>> begin EXTRACT TO READ
From the Chester Daily Local.
 
Bernie Wagenblast
 
++++++++++++++++++++++++++++++++++++++++++++++++++++++++++++++++
 

Paoli Transportation Center: ‘Catch 22’ on steroids  
THE NEED FOR A NEW CENTER AT THE SUBURBAN HUB OF THE R5 LINE AN ONGOING  
PROBLEM  
By GRETCHEN METZ, Staff Writer  
Rena Coyle drives to the Paoli train station several times a week from her  
home in Newtown, Delaware County, to take the Amtrak to New York City.  
She works near Penn Station in the Big Apple.  
Timewise, taking the train is about the same as driving, but dollarwise, it  
is half as expensive, she said.  
“I love it,” Coyle said of the train. “I was a die-hard driver. Now the 
whole  family has hung up their keys. I’m a convert.”  
Advertisement Coyle did her 2007 taxes on the train, and she does work and  
catches up on personal odds-and-ends. She travels with a cell phone, laptop  
computer and a Blackberry. She’s wired, making the train her off-site office.
>> end EXTRACT TO READ
>> begin LISTED RECORDS
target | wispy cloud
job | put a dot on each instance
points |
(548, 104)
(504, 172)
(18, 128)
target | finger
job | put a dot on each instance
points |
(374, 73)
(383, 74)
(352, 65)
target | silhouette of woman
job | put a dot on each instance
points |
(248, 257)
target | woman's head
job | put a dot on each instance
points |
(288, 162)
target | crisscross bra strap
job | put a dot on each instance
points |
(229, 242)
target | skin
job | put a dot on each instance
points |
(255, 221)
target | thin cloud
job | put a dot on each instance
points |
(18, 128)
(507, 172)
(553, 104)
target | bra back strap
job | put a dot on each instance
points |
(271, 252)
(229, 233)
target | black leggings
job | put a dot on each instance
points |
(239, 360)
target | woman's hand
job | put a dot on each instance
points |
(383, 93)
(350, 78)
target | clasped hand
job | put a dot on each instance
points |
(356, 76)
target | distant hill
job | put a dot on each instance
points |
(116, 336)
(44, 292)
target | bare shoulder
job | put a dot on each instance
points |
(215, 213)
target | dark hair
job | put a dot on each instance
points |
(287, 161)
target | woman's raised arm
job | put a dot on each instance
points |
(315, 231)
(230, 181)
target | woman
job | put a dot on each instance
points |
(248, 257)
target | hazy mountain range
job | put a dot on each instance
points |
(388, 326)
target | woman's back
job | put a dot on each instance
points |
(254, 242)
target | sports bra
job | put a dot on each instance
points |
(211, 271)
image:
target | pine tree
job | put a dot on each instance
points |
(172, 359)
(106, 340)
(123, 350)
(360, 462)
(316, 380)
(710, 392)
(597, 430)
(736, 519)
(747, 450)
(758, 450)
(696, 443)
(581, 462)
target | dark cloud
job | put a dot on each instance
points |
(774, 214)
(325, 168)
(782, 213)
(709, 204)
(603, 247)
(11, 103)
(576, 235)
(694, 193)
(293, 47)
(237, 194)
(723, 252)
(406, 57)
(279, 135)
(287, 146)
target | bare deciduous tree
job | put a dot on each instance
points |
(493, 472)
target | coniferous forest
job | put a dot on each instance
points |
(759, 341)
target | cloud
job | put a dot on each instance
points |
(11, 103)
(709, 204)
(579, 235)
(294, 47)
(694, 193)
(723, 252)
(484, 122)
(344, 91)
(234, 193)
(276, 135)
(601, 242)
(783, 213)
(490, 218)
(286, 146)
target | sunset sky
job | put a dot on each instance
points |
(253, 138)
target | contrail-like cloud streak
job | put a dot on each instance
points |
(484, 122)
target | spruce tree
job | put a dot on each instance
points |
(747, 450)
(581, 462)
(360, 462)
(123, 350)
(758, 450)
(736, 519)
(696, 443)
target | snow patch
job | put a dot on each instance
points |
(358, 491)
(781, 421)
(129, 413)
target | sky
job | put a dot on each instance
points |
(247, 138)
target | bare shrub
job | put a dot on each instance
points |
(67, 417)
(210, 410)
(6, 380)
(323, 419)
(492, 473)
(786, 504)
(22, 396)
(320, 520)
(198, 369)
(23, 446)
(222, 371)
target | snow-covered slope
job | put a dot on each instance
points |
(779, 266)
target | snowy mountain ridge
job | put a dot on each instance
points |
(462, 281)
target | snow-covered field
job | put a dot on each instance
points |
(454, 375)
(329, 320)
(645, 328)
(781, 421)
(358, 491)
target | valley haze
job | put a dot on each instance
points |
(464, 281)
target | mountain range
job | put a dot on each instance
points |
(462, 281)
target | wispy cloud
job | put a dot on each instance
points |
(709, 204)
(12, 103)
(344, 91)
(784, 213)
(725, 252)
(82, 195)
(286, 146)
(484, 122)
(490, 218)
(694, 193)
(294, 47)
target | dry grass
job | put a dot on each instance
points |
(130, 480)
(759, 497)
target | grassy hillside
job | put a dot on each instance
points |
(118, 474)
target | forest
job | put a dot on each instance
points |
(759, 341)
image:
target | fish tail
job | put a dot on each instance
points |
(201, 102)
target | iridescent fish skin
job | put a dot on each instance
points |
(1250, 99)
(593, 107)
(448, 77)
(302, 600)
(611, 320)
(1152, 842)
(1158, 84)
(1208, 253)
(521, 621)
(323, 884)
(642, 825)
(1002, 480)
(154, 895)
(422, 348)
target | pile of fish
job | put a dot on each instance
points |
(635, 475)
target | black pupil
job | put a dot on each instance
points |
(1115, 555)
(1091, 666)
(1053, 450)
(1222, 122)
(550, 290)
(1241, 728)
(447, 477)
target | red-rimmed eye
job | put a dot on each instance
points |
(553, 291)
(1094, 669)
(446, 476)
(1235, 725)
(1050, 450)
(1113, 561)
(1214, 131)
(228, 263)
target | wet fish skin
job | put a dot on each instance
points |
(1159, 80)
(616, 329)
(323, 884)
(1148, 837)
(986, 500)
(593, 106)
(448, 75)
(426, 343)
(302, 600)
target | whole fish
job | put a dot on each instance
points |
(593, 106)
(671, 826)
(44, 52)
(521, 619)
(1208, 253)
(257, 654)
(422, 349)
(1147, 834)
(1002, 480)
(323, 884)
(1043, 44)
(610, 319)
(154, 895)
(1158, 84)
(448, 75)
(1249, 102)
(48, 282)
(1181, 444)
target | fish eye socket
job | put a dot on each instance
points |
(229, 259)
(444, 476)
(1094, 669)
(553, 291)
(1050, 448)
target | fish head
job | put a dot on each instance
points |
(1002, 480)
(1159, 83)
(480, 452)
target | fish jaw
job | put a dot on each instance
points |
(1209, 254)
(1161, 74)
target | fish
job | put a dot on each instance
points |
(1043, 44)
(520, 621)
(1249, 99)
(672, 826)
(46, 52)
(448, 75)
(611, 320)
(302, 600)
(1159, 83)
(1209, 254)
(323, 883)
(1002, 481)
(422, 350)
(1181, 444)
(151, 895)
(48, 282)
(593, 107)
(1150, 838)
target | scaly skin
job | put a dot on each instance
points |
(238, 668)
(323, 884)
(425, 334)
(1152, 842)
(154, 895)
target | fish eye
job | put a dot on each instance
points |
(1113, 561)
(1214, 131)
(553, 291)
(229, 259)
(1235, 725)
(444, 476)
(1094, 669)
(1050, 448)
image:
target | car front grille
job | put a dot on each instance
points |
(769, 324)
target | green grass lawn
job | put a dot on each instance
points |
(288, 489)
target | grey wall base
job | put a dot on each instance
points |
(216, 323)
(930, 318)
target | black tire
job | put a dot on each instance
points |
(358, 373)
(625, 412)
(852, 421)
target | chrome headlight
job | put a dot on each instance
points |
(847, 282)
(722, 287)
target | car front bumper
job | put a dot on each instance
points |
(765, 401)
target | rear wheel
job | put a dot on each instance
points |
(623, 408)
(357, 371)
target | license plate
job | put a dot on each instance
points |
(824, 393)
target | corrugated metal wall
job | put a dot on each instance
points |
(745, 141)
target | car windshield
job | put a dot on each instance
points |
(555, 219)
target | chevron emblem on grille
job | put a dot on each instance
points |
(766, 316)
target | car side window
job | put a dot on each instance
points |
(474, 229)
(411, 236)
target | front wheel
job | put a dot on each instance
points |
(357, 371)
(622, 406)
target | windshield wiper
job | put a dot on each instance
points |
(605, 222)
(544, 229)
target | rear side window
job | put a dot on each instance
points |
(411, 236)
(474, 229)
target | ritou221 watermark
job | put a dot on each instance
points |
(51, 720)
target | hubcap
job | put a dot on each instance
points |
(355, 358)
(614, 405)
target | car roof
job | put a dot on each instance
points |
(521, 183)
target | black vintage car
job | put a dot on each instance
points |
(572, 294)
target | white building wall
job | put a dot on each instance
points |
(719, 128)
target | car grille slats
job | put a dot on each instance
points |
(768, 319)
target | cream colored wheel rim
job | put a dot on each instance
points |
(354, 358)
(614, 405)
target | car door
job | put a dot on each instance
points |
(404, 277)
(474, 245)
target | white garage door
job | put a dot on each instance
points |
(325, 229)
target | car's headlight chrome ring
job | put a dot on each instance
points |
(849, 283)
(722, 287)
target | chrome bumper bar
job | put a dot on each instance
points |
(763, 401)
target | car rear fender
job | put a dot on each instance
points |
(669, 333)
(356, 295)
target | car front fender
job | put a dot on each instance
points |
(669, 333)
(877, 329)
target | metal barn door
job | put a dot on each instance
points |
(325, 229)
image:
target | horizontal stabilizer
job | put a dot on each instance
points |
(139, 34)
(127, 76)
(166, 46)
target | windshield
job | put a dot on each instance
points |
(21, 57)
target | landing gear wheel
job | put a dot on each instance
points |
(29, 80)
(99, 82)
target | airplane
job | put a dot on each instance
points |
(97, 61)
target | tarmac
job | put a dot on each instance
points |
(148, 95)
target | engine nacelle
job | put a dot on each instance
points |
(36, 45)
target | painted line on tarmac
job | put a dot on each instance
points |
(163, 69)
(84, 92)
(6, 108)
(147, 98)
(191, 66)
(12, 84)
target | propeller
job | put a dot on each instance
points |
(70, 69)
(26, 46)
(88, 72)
>> end LISTED RECORDS
WHAT YOU ARE ASKED TO DO: Retype word for word everything in the Paoli Transportation Center article above from "Bernie Wagenblast" down to "the Big Apple.".

OUTPUT:
Bernie Wagenblast
 
++++++++++++++++++++++++++++++++++++++++++++++++++++++++++++++++
 

Paoli Transportation Center: ‘Catch 22’ on steroids  
THE NEED FOR A NEW CENTER AT THE SUBURBAN HUB OF THE R5 LINE AN ONGOING  
PROBLEM  
By GRETCHEN METZ, Staff Writer  
Rena Coyle drives to the Paoli train station several times a week from her  
home in Newtown, Delaware County, to take the Amtrak to New York City.  
She works near Penn Station in the Big Apple.